— START TEXT EXCERPT —
After years of development, AI is now driving cars on public roads, making life-changing assessments for people in correctional settings, and generating award-winning art. A longstanding question in the field is whether a superintelligent AI could break bad and take out humanity, and researchers from the University of Oxford and affiliated with Google DeepMind have now concluded that it’s “likely” in new research.
The paper, published last month in the peer-reviewed AI Magazine, is a fascinating one that tries to think through how artificial intelligence could pose an existential risk to humanity by looking at how reward systems might be artificially constructed.
To give you some of the background: The most successful AI models today are known as GANs, or Generative Adversarial Networks. They have a two-part structure where one part of the program is trying to generate a picture (or sentence) from input data, and a second part is grading its performance. What the new paper proposes is that at some point in the future, an advanced AI overseeing some important function could be incentivized to come up with cheating strategies to get its reward in ways that harm humanity.
“Under the conditions we have identified, our conclusion is much stronger than that of any previous publication—an existential catastrophe is not just possible, but likely,” Cohen said on Twitter in a thread about the paper.
— END TEXT EXCERPT —
— START MATERIAL SHOWN —
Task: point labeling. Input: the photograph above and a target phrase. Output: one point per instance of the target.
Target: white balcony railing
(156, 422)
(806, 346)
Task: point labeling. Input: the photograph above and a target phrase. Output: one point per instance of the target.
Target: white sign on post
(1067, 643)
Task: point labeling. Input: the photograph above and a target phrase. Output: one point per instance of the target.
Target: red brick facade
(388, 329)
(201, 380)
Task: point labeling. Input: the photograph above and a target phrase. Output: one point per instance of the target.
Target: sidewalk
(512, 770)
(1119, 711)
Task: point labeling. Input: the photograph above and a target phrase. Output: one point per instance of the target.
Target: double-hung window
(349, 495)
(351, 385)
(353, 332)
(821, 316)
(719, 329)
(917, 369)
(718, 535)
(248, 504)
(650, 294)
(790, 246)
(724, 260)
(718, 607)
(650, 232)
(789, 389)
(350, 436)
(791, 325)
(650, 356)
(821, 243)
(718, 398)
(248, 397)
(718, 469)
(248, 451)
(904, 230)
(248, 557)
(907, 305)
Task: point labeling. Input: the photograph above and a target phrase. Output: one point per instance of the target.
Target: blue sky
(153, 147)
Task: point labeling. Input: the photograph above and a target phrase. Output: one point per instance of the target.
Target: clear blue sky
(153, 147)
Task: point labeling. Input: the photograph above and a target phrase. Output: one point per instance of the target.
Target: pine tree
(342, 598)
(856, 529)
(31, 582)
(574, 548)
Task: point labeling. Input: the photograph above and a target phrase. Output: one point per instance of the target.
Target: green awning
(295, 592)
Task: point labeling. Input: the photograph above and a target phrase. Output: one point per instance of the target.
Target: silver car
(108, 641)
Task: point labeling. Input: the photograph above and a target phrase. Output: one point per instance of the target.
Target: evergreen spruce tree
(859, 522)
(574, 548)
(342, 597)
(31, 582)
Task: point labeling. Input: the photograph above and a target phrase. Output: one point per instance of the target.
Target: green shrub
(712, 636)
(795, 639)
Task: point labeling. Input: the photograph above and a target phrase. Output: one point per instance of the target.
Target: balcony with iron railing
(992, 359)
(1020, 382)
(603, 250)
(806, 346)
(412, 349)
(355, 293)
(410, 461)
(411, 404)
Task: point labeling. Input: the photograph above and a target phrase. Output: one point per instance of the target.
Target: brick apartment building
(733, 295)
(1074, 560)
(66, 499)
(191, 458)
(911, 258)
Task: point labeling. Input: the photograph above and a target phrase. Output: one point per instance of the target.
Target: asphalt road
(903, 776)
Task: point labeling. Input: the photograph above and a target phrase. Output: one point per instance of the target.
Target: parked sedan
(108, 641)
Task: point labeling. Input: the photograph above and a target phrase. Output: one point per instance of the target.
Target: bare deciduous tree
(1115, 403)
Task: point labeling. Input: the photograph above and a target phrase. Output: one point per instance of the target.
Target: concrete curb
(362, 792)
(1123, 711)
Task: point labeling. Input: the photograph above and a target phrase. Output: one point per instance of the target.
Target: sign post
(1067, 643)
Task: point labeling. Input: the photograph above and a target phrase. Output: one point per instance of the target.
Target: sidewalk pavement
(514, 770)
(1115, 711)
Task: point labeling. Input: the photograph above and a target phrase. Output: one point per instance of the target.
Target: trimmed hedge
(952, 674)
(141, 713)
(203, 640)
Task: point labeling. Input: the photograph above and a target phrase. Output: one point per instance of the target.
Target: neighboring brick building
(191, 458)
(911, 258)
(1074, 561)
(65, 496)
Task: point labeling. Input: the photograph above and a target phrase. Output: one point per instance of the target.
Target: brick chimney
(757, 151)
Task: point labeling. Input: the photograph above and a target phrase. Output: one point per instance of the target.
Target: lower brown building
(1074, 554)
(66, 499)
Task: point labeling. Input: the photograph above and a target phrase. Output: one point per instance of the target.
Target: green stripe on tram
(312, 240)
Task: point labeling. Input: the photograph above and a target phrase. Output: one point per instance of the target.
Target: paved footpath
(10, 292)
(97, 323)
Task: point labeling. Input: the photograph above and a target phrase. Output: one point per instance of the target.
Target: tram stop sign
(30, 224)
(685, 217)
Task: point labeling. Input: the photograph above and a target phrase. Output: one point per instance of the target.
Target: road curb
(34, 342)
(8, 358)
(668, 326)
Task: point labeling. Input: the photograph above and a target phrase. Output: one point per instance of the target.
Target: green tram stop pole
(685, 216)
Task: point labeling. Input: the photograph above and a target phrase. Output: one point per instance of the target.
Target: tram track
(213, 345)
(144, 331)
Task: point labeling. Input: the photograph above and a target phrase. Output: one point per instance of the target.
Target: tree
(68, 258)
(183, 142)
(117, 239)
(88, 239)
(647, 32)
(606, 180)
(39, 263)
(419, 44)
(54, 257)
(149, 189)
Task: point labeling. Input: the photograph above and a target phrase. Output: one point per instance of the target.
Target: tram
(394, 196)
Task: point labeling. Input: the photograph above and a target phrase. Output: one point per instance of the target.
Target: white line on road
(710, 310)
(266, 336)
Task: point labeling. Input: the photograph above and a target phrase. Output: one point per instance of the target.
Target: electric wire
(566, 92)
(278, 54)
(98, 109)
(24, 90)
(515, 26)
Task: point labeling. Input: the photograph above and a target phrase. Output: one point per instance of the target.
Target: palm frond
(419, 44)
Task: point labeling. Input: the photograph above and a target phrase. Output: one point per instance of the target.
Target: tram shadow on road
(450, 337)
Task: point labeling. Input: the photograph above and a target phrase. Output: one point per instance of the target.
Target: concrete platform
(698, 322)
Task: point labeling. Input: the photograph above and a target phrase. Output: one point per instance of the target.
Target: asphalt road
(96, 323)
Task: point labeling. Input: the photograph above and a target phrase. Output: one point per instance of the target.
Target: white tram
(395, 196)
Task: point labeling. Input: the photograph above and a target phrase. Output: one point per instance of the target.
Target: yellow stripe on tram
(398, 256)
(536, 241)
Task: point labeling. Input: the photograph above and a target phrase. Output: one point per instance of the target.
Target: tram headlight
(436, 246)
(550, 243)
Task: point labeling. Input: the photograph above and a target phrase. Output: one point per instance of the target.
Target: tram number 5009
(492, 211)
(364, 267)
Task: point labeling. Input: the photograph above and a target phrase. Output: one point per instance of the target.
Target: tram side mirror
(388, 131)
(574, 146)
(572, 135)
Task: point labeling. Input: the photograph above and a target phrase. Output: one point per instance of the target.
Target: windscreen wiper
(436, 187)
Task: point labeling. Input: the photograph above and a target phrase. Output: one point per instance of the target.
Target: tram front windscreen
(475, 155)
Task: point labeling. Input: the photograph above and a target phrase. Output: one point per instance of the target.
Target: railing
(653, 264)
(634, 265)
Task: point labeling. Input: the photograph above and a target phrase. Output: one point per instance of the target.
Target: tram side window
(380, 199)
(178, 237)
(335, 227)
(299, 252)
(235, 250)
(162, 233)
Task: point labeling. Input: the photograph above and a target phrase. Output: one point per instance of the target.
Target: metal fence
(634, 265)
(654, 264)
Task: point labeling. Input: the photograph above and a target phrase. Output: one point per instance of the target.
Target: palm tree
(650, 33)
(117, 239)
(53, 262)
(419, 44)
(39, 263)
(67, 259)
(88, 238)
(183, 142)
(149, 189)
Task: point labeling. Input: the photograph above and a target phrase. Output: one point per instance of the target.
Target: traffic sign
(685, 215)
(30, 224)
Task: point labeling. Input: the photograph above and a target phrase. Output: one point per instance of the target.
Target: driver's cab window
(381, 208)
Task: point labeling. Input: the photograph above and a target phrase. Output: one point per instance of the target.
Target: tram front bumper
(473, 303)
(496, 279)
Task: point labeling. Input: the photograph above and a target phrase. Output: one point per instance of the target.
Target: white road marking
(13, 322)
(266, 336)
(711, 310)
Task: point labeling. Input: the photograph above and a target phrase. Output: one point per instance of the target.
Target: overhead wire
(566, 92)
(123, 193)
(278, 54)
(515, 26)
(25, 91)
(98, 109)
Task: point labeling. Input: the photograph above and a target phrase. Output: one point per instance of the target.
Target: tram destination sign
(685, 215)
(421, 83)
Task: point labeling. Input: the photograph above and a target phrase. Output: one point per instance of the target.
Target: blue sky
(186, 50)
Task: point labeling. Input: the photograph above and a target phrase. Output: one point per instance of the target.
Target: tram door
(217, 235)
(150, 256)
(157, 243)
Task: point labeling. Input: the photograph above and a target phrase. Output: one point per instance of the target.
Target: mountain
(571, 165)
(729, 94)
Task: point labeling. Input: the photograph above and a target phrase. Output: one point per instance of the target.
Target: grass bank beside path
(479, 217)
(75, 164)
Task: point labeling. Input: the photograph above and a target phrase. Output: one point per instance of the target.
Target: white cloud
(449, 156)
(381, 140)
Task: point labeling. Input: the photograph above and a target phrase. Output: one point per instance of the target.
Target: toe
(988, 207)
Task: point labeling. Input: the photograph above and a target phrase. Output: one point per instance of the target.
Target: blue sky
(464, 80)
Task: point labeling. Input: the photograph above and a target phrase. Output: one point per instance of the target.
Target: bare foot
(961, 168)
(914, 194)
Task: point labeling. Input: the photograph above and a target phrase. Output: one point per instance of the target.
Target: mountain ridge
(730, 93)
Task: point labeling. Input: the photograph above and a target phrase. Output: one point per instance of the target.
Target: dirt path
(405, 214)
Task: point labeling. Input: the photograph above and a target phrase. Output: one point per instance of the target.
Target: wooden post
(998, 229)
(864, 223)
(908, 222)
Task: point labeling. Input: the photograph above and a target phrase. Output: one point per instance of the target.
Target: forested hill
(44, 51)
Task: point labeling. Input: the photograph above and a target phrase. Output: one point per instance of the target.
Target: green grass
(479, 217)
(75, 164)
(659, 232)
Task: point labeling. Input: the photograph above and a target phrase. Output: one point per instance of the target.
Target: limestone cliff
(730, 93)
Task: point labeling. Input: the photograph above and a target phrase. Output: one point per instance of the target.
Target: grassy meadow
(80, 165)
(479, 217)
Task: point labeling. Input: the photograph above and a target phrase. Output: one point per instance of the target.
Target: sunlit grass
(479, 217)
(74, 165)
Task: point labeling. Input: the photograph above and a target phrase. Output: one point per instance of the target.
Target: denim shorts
— END MATERIAL SHOWN —
**PROBLEMS TO SOLVE**
1. Rewrite the stretch of the article on AI risk from "After years of" through "in new research.", changing "public roads" to "city streets".
2. According to the article on AI risk, in which journal was the paper published?

**RESPONSE LIST**
1.
After years of development, AI is now driving cars on city streets, making life-changing assessments for people in correctional settings, and generating award-winning art. A longstanding question in the field is whether a superintelligent AI could break bad and take out humanity, and researchers from the University of Oxford and affiliated with Google DeepMind have now concluded that it’s “likely” in new research.

2. The peer-reviewed AI Magazine.